Requisitos del ejercicio
1) Reproduce palabra por palabra la parte del texto sobre la isla de Ons que empieza con las palabras "Llegar a la" y termina con "de tanta premura.".
2) Escribe la continuación del texto sobre la isla de Ons a partir de su última oración.

Fragmento del texto
^^^^^^^^

Llegar a la isla de Ons en pleno invierno no es una tarea fácil, salvo que tengas un barco propio y poco miedo a los temporales. Como nada de esto era mi caso, me vi obligado a buscar una forma alternativa de llegar hasta uno de los rincones más apartados, bellos y salvajes de todas las Rías Baixas, a la par que inaccesibles. Enseguida entenderán el motivo de tanta premura.
La Autoridad Portuaria de Marín, que es la responsable del faro ubicado en lo alto de la isla, accedió a echarme una mano. Por eso me vi una mañana de febrero, gris, lluviosa y desapacible en su puerto, con una mochila al hombro y a punto de embarcarme en una lancha de servicio que partía hacia Ons con parte de su personal, repuestos y provisiones para el faro y un pasajero de última hora, que era yo mismo.
Mientras la lancha se balanceaba en el muelle, mi ojo poco entrenado la consideraba sospechosamente pequeña para el oleaje que se adivinaba al otro lado del espigón. La sospecha se transformó en certeza al poco de salir del abrigo del puerto. A medida que la barca se abría camino entre las ondas, me limité a mantenerme agarrado con fuerza a mi asiento y a tomar alguna foto de vez en cuando. Por eso es fácil de entender mi alegría —y alivio— cuando, por fin, llegamos al estrecho muelle que da servicio a la isla y es el único lugar posible para desembarcar en ella.
Ons es un paraíso turístico en verano, una isla que forma parte del parque natural de las Islas Atlánticas. Todos los días, durante los meses estivales, con el buen tiempo, llegan hasta ella miles de visitantes en el servicio de ferris que de manera casi ininterrumpida salen de los puertos cercanos en su dirección. Todos esos viajeros, con el permiso necesario del parque para desembarcar en Ons, pueden conocer de primera mano un lugar que parece atrapado en una burbuja del tiempo: un rincón de paisajes sobrecogedores, acantilados altos con el fondo cubierto de rugientes montañas de espuma blanca, un coqueto pueblo de pescadores, caminos de tierra entre zonas imposiblemente verdes y salvajes y la impresión real de estar en el fin del mundo
Esa maravillosa sensación veraniega es muy diferente en invierno, cuando el tráfico de barcos cesa y apenas quedan una veintena de habitantes en la isla. El único muelle de Ons, largo y estrecho, queda inutilizado muchas veces cuando el mal tiempo arrecia, porque expuesto al viento y el oleaje, el atraque se vuelve una tarea imposible. Por ese motivo, los pocos isleños que viven todo el año allí están acostumbrados a quedarse incomunicados de tierra firme, lo que los ha llevado a desarrollar una forma de vida singular y que tiene pocos paralelismos en el resto de España.

^^^^^^^^

Material

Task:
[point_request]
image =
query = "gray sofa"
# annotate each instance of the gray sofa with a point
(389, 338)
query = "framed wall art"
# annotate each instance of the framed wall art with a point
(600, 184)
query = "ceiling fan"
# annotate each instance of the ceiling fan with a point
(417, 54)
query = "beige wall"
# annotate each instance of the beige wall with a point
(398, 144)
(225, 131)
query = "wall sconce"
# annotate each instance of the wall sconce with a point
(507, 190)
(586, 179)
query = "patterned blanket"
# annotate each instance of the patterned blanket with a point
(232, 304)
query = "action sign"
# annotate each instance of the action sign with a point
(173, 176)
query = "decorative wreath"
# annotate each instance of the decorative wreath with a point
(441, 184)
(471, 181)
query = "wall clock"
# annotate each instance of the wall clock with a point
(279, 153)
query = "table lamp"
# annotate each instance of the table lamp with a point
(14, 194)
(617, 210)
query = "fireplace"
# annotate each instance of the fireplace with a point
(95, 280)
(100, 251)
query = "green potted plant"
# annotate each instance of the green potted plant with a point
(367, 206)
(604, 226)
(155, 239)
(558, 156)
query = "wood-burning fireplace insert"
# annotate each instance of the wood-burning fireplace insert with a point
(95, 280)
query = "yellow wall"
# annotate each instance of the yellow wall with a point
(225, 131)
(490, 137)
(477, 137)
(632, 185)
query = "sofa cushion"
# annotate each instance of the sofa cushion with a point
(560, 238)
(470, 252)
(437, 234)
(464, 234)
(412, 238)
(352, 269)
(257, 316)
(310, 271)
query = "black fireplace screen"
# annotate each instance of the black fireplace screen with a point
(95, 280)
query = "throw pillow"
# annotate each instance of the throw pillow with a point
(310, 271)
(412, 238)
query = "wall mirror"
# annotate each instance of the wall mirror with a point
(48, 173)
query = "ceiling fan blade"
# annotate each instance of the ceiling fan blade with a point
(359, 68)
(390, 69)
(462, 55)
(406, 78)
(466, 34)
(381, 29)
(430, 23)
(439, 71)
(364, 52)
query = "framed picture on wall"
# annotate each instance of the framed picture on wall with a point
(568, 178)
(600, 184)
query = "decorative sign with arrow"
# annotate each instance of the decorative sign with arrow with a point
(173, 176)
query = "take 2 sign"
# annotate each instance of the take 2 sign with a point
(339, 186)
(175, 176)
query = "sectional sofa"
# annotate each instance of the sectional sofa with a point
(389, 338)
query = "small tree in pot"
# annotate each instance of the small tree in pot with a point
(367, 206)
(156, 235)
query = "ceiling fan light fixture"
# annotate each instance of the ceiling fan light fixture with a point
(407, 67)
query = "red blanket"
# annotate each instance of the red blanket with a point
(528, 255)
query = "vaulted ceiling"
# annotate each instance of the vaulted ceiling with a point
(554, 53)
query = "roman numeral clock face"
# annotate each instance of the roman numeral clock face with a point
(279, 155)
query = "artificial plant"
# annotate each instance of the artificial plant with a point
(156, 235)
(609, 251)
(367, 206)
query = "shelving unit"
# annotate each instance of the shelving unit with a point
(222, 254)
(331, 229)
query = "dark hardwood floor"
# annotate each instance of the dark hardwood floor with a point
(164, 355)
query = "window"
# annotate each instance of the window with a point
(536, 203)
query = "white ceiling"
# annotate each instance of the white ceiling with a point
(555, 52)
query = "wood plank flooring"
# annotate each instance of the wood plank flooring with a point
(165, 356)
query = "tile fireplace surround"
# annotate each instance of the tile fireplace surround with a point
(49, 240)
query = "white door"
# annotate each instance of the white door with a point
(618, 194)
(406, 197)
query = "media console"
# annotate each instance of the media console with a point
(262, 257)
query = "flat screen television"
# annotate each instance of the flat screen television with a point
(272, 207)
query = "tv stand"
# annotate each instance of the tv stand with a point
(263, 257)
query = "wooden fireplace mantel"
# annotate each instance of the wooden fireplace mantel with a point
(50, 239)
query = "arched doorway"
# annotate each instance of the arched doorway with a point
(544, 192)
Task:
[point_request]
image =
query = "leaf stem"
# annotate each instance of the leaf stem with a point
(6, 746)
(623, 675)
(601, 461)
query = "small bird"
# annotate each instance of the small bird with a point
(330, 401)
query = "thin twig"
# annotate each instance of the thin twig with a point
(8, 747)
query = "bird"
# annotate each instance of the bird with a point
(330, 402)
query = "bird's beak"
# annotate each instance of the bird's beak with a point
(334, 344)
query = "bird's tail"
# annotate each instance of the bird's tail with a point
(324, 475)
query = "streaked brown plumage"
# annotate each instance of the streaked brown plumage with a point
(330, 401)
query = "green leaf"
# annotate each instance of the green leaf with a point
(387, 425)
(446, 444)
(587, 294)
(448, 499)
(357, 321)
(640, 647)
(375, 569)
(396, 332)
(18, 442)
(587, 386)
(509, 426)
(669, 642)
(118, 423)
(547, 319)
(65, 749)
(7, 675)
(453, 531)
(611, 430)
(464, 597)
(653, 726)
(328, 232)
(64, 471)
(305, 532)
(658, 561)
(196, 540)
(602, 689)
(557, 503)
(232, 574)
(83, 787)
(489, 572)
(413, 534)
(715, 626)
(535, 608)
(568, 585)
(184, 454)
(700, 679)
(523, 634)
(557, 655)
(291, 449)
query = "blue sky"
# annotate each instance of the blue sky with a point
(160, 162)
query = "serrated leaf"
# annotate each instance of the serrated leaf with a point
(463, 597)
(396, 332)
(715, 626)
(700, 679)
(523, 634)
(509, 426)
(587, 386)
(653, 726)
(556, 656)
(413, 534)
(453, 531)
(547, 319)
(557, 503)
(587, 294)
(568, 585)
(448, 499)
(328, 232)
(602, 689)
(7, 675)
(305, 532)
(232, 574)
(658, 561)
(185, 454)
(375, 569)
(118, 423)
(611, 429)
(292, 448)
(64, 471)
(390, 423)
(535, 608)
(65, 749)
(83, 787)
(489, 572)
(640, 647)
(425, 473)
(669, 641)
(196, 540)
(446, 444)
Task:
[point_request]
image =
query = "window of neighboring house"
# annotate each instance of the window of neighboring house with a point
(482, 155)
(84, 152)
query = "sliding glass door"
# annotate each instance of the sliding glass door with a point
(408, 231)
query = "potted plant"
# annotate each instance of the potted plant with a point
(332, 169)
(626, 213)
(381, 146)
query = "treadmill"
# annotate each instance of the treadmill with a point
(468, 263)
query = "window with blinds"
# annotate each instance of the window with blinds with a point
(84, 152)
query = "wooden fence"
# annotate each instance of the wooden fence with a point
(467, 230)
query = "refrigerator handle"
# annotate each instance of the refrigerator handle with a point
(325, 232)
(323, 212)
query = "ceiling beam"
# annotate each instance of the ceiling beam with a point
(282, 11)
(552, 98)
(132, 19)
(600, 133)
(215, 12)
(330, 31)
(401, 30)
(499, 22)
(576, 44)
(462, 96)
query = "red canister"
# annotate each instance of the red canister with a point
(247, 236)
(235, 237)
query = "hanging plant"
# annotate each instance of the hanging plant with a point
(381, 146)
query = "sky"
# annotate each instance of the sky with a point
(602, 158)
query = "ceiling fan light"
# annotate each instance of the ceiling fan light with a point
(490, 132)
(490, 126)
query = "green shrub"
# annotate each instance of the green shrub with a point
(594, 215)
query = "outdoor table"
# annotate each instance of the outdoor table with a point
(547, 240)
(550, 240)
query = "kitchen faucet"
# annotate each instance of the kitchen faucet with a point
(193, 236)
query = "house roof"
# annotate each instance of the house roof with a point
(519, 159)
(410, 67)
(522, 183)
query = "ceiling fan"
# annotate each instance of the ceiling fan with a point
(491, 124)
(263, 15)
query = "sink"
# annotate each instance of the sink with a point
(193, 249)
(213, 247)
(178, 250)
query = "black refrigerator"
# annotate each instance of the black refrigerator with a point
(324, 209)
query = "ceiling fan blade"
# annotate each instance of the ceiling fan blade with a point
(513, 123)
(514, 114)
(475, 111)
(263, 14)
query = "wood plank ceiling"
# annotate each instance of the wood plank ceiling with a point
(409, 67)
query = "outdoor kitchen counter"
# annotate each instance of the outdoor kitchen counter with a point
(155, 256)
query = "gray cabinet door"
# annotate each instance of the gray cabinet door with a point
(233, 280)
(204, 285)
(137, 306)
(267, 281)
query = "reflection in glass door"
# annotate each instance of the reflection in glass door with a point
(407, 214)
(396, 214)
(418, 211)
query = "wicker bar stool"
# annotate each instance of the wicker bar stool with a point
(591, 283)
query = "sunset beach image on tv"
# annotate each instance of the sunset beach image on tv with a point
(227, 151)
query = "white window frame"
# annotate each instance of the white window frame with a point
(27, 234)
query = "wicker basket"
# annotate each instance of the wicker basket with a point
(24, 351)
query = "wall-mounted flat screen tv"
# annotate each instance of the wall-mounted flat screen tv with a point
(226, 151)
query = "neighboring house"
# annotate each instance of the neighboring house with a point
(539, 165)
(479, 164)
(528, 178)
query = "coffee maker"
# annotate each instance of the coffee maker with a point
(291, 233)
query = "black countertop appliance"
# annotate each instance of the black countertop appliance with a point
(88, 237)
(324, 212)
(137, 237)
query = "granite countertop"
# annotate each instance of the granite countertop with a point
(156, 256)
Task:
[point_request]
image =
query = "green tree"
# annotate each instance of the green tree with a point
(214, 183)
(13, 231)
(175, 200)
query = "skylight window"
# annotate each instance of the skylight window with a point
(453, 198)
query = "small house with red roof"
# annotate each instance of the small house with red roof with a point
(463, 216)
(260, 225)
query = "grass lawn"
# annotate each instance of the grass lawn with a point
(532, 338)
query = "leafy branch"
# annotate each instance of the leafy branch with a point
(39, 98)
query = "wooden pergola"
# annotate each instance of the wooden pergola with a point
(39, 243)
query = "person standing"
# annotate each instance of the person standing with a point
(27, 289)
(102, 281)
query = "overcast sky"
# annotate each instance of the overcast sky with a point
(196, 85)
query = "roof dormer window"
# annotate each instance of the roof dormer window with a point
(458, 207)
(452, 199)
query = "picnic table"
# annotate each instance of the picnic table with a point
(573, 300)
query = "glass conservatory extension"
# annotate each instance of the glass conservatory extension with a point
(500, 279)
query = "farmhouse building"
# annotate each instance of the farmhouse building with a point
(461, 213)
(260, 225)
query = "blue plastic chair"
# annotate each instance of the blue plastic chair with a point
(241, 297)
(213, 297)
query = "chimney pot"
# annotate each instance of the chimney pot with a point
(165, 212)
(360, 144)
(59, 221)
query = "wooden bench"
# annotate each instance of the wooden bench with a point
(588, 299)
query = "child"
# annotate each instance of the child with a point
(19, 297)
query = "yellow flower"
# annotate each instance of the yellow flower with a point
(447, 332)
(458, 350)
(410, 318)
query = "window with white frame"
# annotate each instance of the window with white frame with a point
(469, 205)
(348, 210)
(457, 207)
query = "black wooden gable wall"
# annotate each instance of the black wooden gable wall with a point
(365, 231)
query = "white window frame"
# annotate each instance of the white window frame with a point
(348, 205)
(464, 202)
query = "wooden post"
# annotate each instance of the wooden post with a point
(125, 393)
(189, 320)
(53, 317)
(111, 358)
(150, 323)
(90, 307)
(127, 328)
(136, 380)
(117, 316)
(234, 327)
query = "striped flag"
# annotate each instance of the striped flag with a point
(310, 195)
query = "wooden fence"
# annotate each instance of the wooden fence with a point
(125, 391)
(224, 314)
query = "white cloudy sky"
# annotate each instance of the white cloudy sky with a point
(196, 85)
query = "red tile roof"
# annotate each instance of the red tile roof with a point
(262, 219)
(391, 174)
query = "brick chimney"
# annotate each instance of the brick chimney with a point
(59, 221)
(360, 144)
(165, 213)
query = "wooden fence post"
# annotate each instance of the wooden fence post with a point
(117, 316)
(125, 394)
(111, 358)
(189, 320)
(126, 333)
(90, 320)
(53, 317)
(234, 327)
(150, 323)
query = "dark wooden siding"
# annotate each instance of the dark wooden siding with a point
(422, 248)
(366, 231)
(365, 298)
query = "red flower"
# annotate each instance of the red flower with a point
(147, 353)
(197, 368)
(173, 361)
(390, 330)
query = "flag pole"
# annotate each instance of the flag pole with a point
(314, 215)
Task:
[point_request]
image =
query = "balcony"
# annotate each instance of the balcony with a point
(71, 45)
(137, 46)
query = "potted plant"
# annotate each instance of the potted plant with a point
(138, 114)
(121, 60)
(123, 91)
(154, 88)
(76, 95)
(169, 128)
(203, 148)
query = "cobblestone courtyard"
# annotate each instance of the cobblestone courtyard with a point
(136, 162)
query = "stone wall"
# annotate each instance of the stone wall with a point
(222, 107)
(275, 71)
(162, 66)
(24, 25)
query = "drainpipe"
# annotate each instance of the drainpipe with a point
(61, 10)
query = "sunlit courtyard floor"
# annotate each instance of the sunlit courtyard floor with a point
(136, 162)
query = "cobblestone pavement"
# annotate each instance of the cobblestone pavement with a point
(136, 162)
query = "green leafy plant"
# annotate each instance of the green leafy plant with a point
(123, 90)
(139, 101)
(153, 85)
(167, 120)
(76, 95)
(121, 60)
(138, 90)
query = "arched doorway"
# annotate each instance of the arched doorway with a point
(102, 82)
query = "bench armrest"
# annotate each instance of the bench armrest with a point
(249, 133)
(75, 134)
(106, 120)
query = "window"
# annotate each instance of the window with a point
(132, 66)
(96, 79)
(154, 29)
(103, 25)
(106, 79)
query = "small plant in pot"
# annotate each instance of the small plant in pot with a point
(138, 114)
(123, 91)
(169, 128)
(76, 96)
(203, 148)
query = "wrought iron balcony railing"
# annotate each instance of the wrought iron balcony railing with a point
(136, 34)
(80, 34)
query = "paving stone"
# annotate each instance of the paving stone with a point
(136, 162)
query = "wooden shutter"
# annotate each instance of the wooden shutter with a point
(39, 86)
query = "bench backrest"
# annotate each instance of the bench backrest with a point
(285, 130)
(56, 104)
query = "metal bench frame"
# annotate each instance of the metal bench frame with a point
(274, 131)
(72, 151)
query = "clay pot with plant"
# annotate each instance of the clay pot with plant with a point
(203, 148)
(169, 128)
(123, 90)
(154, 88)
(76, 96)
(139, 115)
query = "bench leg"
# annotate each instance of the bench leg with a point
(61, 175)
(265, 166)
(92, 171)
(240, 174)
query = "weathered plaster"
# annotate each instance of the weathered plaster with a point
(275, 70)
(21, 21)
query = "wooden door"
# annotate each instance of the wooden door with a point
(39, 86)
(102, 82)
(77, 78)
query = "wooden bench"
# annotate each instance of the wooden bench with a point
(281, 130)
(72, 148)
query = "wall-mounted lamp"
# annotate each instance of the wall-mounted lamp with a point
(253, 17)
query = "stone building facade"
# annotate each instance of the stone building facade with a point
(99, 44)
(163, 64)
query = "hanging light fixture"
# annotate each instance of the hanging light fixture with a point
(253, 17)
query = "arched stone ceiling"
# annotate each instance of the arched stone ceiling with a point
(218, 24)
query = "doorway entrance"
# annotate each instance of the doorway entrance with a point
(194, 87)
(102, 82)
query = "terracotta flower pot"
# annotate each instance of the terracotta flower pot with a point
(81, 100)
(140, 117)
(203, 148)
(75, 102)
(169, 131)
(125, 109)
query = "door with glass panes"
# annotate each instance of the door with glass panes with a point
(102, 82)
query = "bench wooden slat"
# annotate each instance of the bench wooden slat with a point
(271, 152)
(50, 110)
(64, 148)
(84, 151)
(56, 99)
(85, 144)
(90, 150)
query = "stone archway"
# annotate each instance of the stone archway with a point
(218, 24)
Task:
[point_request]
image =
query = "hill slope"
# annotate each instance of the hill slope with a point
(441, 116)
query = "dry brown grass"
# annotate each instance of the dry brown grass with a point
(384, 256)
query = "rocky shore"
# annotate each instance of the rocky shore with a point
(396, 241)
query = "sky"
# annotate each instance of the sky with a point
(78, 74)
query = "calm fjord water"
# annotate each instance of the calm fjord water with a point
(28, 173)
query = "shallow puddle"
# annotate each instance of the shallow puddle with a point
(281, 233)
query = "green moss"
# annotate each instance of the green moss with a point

^^^^^^^^

Respuestas por tarea
1)
Llegar a la isla de Ons en pleno invierno no es una tarea fácil, salvo que tengas un barco propio y poco miedo a los temporales. Como nada de esto era mi caso, me vi obligado a buscar una forma alternativa de llegar hasta uno de los rincones más apartados, bellos y salvajes de todas las Rías Baixas, a la par que inaccesibles. Enseguida entenderán el motivo de tanta premura.

2)
Nada más atracar y tras presentarme al puñado de vecinos que contemplaban extrañados mi llegada, preguntándose sin duda qué narices se me había perdido allí, Gerardo, el farero, me invitó a subir en uno de los escasos vehículos a motor de la isla, un viejo tractor asmático que da servicio al faro de Ons, una construcción decimonónica que se alza en el punto más alto de la isla —el primer faro data de 1861; el actual, de 1926—. Desde allí, las vistas son sobrecogedoras, con el aparentemente infinito Atlántico abriéndose hacia el oeste y la costa recortada de las Rías Baixas en la otra dirección. Una vez instalado, y sabiendo que la única manera de salir de la isla sería cuando el mismo barco de servicio que me había llevado hasta allí volviese a por mí al cabo de una semana, decidí que había llegado el momento de explorar el lugar en el que voluntariamente me había colocado.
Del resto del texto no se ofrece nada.